### DOCUMENT SECTION
***
Credit:  By Kathryn Gallerani | Kingston Reporter | April 1, 2016 | kingston.wickedlocal.com ~~

KINGSTON – After more than a year, the Board of Health wants to revisit a shadow flicker regulation for Kingston wind turbines.

At its last meeting the board scheduled a public hearing for 6 p.m. Monday, May 16, to start the process over again and not wait until ongoing litigation between the town and Independence wind turbine owner Kingston Wind Independence is settled.

Residents who attended that meeting made their opinions clear.

Prospect Street resident Joyce Gerraughty said the board needs to take action to stop flicker from undervaluing her home.

“You’re the Board of Health,” she said. “You have the authority.”

She said she’s new to town and cannot believe the strength with which the flicker affects her home.

“There’s no way to get rid of it,” she said. “You can put up wooden shades and it comes right through.”

Leland Road resident Sean Reilly, who has challenged the board for four years to address flicker, said the board doesn’t have to wait for a regulation to take action. He said it’s unacceptable that consideration of a proposed regulation has been tabled for more than a year.

“At this point I’m reduced to begging the board for help,” he said.
***
### STORED RECORDS
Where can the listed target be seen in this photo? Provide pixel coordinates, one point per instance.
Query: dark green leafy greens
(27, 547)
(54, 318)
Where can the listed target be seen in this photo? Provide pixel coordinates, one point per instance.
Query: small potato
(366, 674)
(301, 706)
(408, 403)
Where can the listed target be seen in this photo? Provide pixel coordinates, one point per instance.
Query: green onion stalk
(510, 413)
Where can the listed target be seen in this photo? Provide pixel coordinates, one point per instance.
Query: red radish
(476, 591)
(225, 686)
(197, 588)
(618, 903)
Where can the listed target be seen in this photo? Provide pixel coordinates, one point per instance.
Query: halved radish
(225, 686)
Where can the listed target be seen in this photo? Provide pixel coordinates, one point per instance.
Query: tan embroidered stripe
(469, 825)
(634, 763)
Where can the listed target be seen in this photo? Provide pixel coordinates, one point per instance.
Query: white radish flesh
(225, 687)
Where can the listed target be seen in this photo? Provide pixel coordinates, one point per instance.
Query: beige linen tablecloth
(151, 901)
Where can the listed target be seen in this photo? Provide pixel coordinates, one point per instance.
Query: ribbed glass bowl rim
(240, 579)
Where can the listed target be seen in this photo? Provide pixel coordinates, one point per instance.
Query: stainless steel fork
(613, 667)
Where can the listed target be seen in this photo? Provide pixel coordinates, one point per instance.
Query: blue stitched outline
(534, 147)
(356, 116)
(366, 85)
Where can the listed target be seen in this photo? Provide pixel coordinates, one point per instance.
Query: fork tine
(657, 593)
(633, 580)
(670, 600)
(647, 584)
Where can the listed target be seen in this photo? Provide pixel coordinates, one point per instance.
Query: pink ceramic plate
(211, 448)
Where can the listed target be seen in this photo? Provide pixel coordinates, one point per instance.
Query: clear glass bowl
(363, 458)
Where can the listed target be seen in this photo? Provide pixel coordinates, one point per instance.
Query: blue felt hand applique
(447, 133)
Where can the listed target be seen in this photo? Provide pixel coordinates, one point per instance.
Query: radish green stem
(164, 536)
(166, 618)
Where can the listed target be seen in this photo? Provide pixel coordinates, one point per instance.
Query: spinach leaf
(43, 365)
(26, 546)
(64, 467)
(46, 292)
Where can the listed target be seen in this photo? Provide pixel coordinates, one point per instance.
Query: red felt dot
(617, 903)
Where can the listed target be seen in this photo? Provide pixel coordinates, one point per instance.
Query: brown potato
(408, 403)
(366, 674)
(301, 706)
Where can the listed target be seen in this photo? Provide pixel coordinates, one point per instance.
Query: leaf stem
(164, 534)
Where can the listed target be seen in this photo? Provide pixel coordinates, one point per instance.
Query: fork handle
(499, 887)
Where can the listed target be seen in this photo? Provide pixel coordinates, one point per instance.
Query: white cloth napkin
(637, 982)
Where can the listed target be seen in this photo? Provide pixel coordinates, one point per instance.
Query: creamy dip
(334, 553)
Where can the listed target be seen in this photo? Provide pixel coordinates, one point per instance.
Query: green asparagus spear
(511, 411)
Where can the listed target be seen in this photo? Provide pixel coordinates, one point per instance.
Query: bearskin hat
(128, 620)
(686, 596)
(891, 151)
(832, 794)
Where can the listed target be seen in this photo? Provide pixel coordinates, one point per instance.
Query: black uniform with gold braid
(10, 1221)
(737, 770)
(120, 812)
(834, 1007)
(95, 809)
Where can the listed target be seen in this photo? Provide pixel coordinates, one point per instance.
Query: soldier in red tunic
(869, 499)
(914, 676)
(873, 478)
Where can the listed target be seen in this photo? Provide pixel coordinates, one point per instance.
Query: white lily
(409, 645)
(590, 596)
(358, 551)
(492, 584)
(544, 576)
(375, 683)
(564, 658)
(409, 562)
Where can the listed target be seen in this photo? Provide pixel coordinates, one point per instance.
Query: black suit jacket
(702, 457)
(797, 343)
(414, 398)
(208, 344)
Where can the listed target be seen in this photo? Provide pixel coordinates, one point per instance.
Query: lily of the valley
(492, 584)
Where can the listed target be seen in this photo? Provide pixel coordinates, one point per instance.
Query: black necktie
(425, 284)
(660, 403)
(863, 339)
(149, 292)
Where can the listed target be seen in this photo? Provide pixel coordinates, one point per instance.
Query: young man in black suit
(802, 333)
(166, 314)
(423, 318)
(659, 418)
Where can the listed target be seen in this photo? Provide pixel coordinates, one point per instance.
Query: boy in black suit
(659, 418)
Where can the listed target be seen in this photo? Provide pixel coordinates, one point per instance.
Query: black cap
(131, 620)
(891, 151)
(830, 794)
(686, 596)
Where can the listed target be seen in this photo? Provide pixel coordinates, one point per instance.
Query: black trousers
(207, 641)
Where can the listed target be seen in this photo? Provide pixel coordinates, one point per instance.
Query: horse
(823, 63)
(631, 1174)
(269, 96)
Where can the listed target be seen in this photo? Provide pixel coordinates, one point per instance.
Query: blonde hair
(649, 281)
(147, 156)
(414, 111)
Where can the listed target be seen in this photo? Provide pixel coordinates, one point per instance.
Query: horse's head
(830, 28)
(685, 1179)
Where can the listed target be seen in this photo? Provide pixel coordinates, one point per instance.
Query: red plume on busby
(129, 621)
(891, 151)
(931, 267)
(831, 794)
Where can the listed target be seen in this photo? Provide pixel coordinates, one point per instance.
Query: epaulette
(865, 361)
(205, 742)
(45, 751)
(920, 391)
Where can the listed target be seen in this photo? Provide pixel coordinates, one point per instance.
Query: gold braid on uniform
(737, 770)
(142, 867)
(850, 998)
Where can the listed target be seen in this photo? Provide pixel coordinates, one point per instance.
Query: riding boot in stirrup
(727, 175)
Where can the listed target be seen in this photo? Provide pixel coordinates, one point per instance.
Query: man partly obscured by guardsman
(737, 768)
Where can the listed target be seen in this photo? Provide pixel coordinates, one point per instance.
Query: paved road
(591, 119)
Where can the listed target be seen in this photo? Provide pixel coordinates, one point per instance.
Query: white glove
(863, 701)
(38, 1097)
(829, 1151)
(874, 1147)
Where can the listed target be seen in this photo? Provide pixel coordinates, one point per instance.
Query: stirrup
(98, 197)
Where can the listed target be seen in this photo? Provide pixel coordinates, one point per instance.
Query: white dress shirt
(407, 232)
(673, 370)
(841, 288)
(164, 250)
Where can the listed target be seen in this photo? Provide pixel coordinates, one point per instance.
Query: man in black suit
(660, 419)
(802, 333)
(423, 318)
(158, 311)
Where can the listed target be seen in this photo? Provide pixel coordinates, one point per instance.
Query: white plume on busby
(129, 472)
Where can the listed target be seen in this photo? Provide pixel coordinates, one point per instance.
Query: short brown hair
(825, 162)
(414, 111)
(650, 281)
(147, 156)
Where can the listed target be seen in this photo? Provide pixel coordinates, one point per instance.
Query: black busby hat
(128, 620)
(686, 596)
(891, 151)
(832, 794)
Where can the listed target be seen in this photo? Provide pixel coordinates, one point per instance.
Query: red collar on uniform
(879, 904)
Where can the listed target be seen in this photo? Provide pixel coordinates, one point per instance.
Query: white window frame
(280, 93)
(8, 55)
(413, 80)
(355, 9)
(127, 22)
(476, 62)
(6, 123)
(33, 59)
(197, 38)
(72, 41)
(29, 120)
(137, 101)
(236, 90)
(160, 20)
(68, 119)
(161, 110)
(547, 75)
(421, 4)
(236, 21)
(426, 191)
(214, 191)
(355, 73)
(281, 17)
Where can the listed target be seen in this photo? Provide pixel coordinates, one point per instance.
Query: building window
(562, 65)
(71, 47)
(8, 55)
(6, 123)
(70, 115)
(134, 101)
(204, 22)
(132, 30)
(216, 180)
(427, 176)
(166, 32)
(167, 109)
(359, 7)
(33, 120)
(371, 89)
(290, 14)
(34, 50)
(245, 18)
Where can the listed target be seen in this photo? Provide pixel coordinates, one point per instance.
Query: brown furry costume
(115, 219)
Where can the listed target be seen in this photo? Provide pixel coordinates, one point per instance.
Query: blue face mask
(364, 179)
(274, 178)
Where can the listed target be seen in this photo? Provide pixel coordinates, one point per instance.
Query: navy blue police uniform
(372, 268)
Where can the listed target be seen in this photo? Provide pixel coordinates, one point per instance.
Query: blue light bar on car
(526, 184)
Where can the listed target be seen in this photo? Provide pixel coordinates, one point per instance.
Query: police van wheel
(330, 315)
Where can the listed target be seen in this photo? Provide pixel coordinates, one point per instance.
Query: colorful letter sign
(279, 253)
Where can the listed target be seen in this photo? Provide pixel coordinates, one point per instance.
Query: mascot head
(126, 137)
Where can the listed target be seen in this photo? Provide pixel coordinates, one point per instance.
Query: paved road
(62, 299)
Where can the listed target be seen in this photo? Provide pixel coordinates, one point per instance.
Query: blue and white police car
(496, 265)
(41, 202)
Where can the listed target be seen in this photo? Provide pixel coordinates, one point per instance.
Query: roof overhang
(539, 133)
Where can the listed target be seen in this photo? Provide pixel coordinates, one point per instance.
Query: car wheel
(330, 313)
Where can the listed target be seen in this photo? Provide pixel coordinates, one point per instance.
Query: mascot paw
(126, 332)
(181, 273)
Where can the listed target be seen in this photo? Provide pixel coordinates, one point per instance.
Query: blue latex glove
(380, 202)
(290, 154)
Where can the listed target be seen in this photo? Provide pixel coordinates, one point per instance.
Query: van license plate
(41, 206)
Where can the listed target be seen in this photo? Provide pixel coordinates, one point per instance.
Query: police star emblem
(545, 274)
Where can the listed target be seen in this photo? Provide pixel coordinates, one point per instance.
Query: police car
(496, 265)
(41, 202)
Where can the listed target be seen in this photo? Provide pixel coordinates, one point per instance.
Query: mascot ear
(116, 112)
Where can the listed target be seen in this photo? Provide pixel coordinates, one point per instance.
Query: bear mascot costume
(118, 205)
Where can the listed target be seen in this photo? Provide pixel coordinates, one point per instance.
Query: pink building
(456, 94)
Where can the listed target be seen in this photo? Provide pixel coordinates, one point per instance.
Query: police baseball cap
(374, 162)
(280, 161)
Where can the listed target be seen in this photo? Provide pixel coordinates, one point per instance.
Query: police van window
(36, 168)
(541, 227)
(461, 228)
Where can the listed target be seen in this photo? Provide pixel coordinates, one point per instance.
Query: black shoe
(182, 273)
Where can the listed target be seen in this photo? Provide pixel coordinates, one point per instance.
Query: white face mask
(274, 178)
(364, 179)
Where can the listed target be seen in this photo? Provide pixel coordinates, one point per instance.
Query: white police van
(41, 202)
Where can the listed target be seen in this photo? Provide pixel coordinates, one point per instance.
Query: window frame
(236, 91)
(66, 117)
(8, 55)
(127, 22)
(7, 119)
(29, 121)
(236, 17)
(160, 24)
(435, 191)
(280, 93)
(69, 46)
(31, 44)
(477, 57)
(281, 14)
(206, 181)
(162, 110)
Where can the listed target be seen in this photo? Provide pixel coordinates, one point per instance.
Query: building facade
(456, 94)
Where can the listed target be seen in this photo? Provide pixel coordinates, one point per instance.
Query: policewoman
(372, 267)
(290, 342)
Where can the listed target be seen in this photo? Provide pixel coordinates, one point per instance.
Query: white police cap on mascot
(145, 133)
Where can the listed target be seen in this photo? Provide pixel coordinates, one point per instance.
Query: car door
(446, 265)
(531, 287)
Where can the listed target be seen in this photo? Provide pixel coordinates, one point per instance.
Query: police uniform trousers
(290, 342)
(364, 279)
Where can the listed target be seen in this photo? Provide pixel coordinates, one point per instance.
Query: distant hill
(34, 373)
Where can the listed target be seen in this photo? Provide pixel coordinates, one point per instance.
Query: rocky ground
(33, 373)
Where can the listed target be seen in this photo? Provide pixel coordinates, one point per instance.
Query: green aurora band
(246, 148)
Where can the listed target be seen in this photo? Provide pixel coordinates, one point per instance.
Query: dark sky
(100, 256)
***
### WHAT TO WORK ON
1. Please transcribe the article on the Kingston shadow flicker regulation in full, word for word.
2. Pull out every line of the listing that contains the string "mask", matching case.

### TASK-BY-TASK OUTPUTS
1.
Credit:  By Kathryn Gallerani | Kingston Reporter | April 1, 2016 | kingston.wickedlocal.com ~~

KINGSTON – After more than a year, the Board of Health wants to revisit a shadow flicker regulation for Kingston wind turbines.

At its last meeting the board scheduled a public hearing for 6 p.m. Monday, May 16, to start the process over again and not wait until ongoing litigation between the town and Independence wind turbine owner Kingston Wind Independence is settled.

Residents who attended that meeting made their opinions clear.

Prospect Street resident Joyce Gerraughty said the board needs to take action to stop flicker from undervaluing her home.

“You’re the Board of Health,” she said. “You have the authority.”

She said she’s new to town and cannot believe the strength with which the flicker affects her home.

“There’s no way to get rid of it,” she said. “You can put up wooden shades and it comes right through.”

Leland Road resident Sean Reilly, who has challenged the board for four years to address flicker, said the board doesn’t have to wait for a regulation to take action. He said it’s unacceptable that consideration of a proposed regulation has been tabled for more than a year.

“At this point I’m reduced to begging the board for help,” he said.

2.
Query: blue face mask
Query: white face mask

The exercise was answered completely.